Stated problem:
Please convert all the records below into a Markdown table with two columns, Row and Line. Put each non-blank line in its own row with a number, and leave out blank lines.

Data rows:
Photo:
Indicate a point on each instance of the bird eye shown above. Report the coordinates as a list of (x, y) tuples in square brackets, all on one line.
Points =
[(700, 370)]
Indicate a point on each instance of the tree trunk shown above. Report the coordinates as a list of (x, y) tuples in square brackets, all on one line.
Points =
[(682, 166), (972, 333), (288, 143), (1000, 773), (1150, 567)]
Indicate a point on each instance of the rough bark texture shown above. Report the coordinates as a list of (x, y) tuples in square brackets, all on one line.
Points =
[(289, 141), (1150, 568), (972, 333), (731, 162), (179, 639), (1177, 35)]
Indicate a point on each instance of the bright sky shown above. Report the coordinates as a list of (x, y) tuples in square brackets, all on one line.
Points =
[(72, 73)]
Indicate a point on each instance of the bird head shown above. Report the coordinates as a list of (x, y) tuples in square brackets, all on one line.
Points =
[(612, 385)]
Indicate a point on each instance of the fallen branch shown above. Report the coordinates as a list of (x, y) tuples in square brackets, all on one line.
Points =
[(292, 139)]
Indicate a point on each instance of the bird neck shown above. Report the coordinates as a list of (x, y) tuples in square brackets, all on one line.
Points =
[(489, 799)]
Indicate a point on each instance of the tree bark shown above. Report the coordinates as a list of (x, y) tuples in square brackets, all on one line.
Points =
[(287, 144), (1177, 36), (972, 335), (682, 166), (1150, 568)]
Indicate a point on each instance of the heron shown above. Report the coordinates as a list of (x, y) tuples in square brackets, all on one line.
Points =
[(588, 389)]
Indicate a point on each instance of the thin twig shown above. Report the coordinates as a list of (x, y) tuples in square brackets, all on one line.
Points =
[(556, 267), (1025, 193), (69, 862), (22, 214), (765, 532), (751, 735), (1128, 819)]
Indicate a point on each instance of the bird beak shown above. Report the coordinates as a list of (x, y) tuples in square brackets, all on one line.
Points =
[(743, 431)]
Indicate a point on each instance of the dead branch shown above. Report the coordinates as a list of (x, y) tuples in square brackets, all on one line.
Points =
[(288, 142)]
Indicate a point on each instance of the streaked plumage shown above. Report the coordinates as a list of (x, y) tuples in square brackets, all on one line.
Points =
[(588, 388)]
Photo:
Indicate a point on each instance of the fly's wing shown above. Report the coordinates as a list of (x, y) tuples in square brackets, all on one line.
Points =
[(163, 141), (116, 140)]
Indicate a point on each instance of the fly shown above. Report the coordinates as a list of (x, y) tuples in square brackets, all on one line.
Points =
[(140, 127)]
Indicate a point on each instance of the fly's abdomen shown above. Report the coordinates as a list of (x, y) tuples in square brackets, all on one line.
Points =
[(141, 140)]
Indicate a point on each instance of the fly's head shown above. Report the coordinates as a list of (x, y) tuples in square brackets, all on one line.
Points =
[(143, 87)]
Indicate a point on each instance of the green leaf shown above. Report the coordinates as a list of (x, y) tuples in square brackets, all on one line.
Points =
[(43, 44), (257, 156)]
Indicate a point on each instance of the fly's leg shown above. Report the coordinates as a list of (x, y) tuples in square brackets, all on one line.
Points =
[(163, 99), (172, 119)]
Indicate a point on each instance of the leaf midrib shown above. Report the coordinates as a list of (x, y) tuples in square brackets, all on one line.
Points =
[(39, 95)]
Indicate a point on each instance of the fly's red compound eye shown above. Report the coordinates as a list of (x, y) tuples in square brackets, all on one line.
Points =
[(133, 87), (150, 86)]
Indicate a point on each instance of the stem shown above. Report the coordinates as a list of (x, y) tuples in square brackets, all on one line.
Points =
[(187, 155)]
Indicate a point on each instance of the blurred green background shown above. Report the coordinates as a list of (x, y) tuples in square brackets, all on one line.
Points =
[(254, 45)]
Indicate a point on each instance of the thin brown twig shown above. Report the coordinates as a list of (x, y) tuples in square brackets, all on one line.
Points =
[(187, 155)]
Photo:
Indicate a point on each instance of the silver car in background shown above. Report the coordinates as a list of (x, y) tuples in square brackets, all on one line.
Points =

Response for this exercise:
| Row | Line |
|---|---|
| 1 | Photo: |
| 2 | Indicate a point on each instance of the bird eye shown above. Report the coordinates as a list of (x, y) tuples in square brackets, all on one line. |
| 3 | Points = |
| 4 | [(700, 370)] |
| 5 | Indicate a point on each instance of the tree trunk shown above. Report the coordinates as a list of (x, y) tuples in square brackets, all on one line. |
| 6 | Points = |
| 7 | [(682, 166), (972, 333), (288, 143), (1000, 773), (1150, 567)] |
| 8 | Indicate a point on each instance of the rough bark texture shown above. Report the coordinates as a list of (x, y) tuples in square brackets, all on one line. |
| 9 | Points = |
| 10 | [(289, 141), (1150, 568), (972, 333), (731, 162), (179, 639), (1177, 35)] |
| 11 | Indicate a point on each instance of the bright sky shown above. Report the coordinates as a list of (x, y) tuples in square brackets, all on one line. |
| 12 | Points = |
| 13 | [(72, 73)] |
| 14 | Indicate a point on each instance of the bird head shown above. Report the coordinates as a list of (x, y) tuples in square brackets, all on one line. |
| 15 | Points = |
| 16 | [(612, 385)] |
| 17 | Indicate a point on each instance of the fallen branch shown above. Report the coordinates as a list of (x, y) tuples in square brackets, all on one line. |
| 18 | Points = |
| 19 | [(292, 139)] |
| 20 | Indicate a point on each instance of the bird neck shown above. Report the coordinates as a list of (x, y) tuples in square brackets, all on one line. |
| 21 | Points = |
| 22 | [(489, 799)] |
| 23 | Indicate a point on each instance of the tree bark shown above. Report the coordinates as a list of (x, y) tuples in square brackets, all on one line. |
| 24 | Points = |
| 25 | [(287, 144), (1177, 36), (972, 335), (682, 166), (1150, 568)] |
| 26 | Indicate a point on each instance of the heron shown above. Report the coordinates as a list of (x, y) tuples in square brackets, all on one line. |
| 27 | Points = |
| 28 | [(588, 389)] |
| 29 | Indicate a point on each instance of the thin twig shown above. Report the coordinates as a list of (x, y) tuples in square brackets, all on one line. |
| 30 | Points = |
| 31 | [(556, 267), (1025, 193), (69, 862), (22, 214), (765, 532), (751, 735), (1128, 819)] |
| 32 | Indicate a point on each instance of the bird beak shown above. Report the coordinates as a list of (x, y) tuples in square brackets, all on one line. |
| 33 | Points = |
| 34 | [(743, 431)] |
| 35 | Indicate a point on each instance of the dead branch shown above. Report the coordinates as a list of (x, y) tuples in square brackets, all on one line. |
| 36 | Points = |
| 37 | [(288, 142)] |
| 38 | Indicate a point on each instance of the streaked plumage shown above. Report the coordinates as a list of (x, y) tuples in square brackets, all on one line. |
| 39 | Points = |
| 40 | [(588, 388)] |
| 41 | Photo: |
| 42 | Indicate a point on each instance of the fly's wing shown above. Report the coordinates as a list of (x, y) tuples in square brackets, all on one line. |
| 43 | Points = |
| 44 | [(163, 141), (116, 140)] |
| 45 | Indicate a point on each instance of the fly shown above. Report the coordinates as a list of (x, y) tuples in square brackets, all on one line. |
| 46 | Points = |
| 47 | [(140, 127)] |
| 48 | Indicate a point on each instance of the fly's abdomen shown above. Report the coordinates as a list of (x, y) tuples in square brackets, all on one line. |
| 49 | Points = |
| 50 | [(141, 140)] |
| 51 | Indicate a point on each instance of the fly's head shown above. Report the coordinates as a list of (x, y) tuples in square brackets, all on one line. |
| 52 | Points = |
| 53 | [(143, 87)] |
| 54 | Indicate a point on each instance of the green leaf shown above. Report the coordinates as a list of (x, y) tuples in square brackets, all on one line. |
| 55 | Points = |
| 56 | [(43, 44), (257, 156)] |
| 57 | Indicate a point on each instance of the fly's leg shown above. Report the coordinates as a list of (x, y) tuples in square brackets, all on one line. |
| 58 | Points = |
| 59 | [(163, 99), (172, 119)] |
| 60 | Indicate a point on each instance of the leaf midrib shown above. Report the coordinates as a list of (x, y) tuples in square brackets, all on one line. |
| 61 | Points = |
| 62 | [(39, 95)] |
| 63 | Indicate a point on each instance of the fly's red compound eye shown above. Report the coordinates as a list of (x, y) tuples in square brackets, all on one line. |
| 64 | Points = |
| 65 | [(133, 87), (150, 86)] |
| 66 | Indicate a point on each instance of the stem shown above. Report the coordinates as a list of (x, y) tuples in square brackets, all on one line. |
| 67 | Points = |
| 68 | [(187, 155)] |
| 69 | Indicate a point on each instance of the blurred green background shown above. Report the coordinates as a list of (x, y) tuples in square brackets, all on one line. |
| 70 | Points = |
| 71 | [(254, 45)] |
| 72 | Indicate a point on each instance of the thin brown twig shown above. Report the coordinates as a list of (x, y) tuples in square brackets, all on one line. |
| 73 | Points = |
| 74 | [(187, 155)] |
| 75 | Photo: |
| 76 | Indicate a point on each instance of the silver car in background shown above. Report the coordinates as a list of (x, y) tuples in square brackets, all on one line. |
| 77 | Points = |